[begin Records for this exercise]

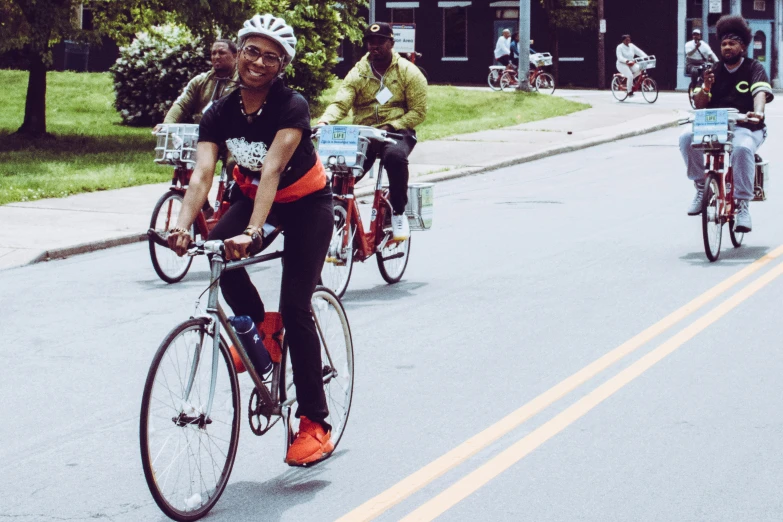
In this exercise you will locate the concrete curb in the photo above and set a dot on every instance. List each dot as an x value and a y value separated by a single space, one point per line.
84 248
544 153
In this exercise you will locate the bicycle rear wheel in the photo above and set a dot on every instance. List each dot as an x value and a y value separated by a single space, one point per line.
493 80
545 83
336 359
186 454
167 264
336 272
507 81
711 218
618 89
649 90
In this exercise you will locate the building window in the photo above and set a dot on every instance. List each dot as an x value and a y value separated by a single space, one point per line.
403 16
507 14
455 29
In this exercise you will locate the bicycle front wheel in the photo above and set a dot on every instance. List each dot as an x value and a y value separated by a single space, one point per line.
189 425
618 89
507 81
334 333
167 264
545 83
339 259
711 218
649 90
493 80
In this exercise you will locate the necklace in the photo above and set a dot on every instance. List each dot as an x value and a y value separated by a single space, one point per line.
250 117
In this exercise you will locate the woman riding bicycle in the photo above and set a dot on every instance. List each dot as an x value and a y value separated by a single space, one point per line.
266 127
626 65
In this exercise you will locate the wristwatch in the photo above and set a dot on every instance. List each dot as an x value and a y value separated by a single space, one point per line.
255 235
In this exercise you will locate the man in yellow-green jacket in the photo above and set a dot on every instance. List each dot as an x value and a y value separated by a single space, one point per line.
390 93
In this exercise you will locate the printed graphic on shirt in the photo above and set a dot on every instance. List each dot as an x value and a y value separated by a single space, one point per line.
249 155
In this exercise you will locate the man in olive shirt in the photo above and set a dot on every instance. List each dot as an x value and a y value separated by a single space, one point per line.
390 94
207 87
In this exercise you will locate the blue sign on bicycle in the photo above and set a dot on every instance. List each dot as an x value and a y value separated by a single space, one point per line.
339 141
711 125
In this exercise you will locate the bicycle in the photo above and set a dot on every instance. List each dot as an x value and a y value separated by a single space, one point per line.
343 150
642 82
176 146
190 410
538 79
713 130
701 69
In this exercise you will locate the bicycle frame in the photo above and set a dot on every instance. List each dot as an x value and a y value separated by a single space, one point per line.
375 239
274 402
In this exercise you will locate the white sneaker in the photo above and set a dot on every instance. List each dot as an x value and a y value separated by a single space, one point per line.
400 228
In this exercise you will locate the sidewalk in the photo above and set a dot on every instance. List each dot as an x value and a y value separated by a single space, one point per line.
56 228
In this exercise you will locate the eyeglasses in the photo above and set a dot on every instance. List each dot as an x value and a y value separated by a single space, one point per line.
267 59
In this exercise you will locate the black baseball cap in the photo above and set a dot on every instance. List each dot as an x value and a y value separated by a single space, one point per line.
379 29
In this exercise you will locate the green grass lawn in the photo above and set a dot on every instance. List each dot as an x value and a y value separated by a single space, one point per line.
92 151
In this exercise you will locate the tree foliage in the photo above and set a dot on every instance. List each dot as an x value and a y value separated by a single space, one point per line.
34 26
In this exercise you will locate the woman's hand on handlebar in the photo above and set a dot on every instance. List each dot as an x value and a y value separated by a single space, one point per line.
179 241
238 247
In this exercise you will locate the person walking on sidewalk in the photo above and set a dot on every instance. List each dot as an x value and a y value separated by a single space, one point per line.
626 65
503 48
697 52
736 82
266 126
389 93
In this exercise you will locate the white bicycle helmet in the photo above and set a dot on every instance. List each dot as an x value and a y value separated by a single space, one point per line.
273 28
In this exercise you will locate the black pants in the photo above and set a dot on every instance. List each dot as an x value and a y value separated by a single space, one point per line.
395 161
307 230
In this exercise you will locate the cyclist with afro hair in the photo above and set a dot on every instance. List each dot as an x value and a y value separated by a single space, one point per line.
735 82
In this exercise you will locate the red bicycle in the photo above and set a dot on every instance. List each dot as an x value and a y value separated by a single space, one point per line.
643 82
538 79
176 146
343 149
712 132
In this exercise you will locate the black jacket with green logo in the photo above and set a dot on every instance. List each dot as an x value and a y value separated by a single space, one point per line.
736 90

[end Records for this exercise]

# What is required
Please rewrite all of the items above with "photo" swapped for "image" everywhere it occurs and everything else kept the same. Leave the pictures out of your answer.

# Response for this exercise
In this exercise you will locate the concrete curb in the image above and set a dot on every instance. List each dot as an x value and a y value separated by a single space, one point per line.
84 248
544 153
In this exercise you will locate the bicycle rear wheel in the image above and set a dot on every instance. List each dot as an x value and a y value separated by a single space, one point per line.
493 80
545 83
336 359
186 454
167 264
336 272
507 81
711 218
618 89
649 90
In this exercise you will locate the building window in the image above and set a dot on every instance. List each dot as an x value and a y value separated by a single space, one point per line.
403 16
507 14
455 29
In this exercise you will locate the bicycle front wheel in the image above and set a dot on every instance. List each dot as an x value and a y value separated by a single space, one point per line.
189 425
618 89
507 81
334 333
167 264
545 83
339 259
711 218
649 90
493 80
In this exercise you will locate the necklace in the image above and set a dot on every instance. List each dot as an x value and a y value separated by a single space, one point per line.
250 117
In this exercise you will locate the woman riding bicycle in the image above and set a dot on every instance. List each dot as an x value and a y value separated by a single space, one point per line.
266 127
626 65
In this exercise you will locate the wristwatch in the image above and set a dot on every instance. List each dot as an x value and a y value separated by a single space, one point per line.
255 235
In this exercise you will locate the man in yellow-green jacket in the image above and set a dot on every instance. List each dot as an x value and a y value separated by a single space, one point per line.
390 93
In this exercise you will locate the printed graphic on shirt in the image above and set a dot on every instance. List each dot as an x value and a y value separated by a single space, one point per line.
249 155
In this exercise you will locate the man in olive shirt in the image above and set a dot on every instance. List each dot as an x value and a y value separated by a single space, one point per line.
390 94
207 87
In this exercise you will locate the blue sign on bicycle in the image above and set a dot on every instance. List each dot as an x value and a y value separated by a single space, one point per line.
339 141
711 125
In this exercise you will locate the bicycle in the image above and set a dot on every instance. List each dot as an x value and a y value separated by a single space, one point per line.
343 150
642 82
176 146
190 410
538 79
713 130
701 69
In this exercise you will locate the bicycle frame in the image above and set a dot on every instance. List each dot as an x value and a y value separated by a single space, one point per line.
375 239
274 402
In this exercise you will locate the white sneaker in the image above and set a dot on every instance. List each dot as an x value and a y value separated by a single space, one point per line.
400 228
In this exercise you will locate the sidewalk in the image above and set a dot on every instance. List each dot as an x value and a y value separated by a single space, one point per line.
56 228
In this exercise you will locate the eyeglasses in the image above and set a dot on every instance. List each dot as an x value and a y value separated by a single space, one point per line.
267 59
In this exercise you will locate the black baseball cap in the image above and set a dot on every instance. List each dot as an x value and a y value separated by a single space, one point per line.
379 29
In this exercise you will locate the green grass lawn in the image above and set a dot on every instance. List each dot as an x value and a y value separated by a single space, one point per line.
92 151
In this exercise you will locate the tree foliage in the image above and set a dot on every instance. List each dot as an x value and a y value separated by a single space, one point per line.
34 26
In this exercise you will locate the woman's hand on handlebar in the image above and set a dot on every instance. List each dot as an x value and a y value separated by a single space, one point per line.
179 241
238 247
In this exercise you will locate the person walking on sidewalk in the image above and set a dot on every instance. List each dot as an x value and a y value separated by a single space, one point per line.
626 65
503 48
697 52
736 82
266 126
389 93
In this exercise you will locate the white bicycle helmet in the image above and set a dot on every instance. List each dot as an x value and a y value separated by a single space, one point per line.
273 28
In this exercise you will locate the black pants in the image above and set a dot on every instance. List each dot as an x value and a y value separated by a single space, one point per line.
395 161
307 230
In this exercise you will locate the cyclist with afro hair in the image above and set a dot on every instance. List each dot as an x value and a y value separated by a single space, one point per line.
735 82
In this exercise you will locate the red bicycle in the image above and set a dot on every instance. List each dot as an x value and a y value separated by a single space, one point per line.
643 82
538 79
176 146
343 149
712 132
In this exercise you will locate the black jacket with green logo in the image above and set a dot on every instance. List each dot as an x value and a y value separated by a single space, one point per line.
736 90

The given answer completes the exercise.